Entries shown Start Marker

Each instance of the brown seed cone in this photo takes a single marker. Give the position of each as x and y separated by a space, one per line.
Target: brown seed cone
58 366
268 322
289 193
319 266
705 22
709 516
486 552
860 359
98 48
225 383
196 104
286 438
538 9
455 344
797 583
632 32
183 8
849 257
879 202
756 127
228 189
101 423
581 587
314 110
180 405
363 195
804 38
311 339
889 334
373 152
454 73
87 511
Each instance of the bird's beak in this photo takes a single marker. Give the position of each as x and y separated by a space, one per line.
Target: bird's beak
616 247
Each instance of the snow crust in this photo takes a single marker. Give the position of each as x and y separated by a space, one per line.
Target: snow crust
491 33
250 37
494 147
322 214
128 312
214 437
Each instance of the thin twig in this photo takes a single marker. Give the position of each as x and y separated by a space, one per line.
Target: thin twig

Entries shown End Marker

Required work: Output every line above so that it reads exactly as before.

Result of this exercise:
Each instance of the brown seed cone in this photo takes a single marker. Give the position of each as x and y separated by a space, one per line.
Target: brown seed cone
58 366
268 322
289 193
319 266
705 22
709 516
486 552
860 359
98 48
225 383
196 104
286 438
538 9
455 344
797 583
632 32
183 8
849 257
879 202
756 127
228 189
101 423
581 587
314 110
180 405
363 195
804 38
311 339
889 334
373 152
454 73
87 511
Each instance of the bird's beak in this photo takes a single marker. Give the position of each as x and y separated by a space, one per line.
Target: bird's beak
616 247
Each instance of the snow crust in this photo takes a single marker. Give the position of each as x and y separated by a space, one per line.
Target: snow crust
491 33
250 37
494 147
322 214
128 312
214 437
Each instance of the thin twig in this photo takes a single marker. Give the position of each as x and y separated by a space, one per line.
Target: thin twig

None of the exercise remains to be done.